■ **OBJECTIVE**
Rename "marker" to "point" wherever it occurs in the records below, and reproduce them with nothing else altered.

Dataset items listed
☆ ☆ ☆ ☆ ☆ ☆ ☆

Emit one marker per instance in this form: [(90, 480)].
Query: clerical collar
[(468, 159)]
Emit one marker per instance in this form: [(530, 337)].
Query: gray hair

☆ ☆ ☆ ☆ ☆ ☆ ☆

■ **SOLUTION BELOW**
Emit one point per instance in this form: [(90, 480)].
Query: clerical collar
[(468, 159)]
Emit one point per instance in this form: [(530, 337)].
Query: gray hair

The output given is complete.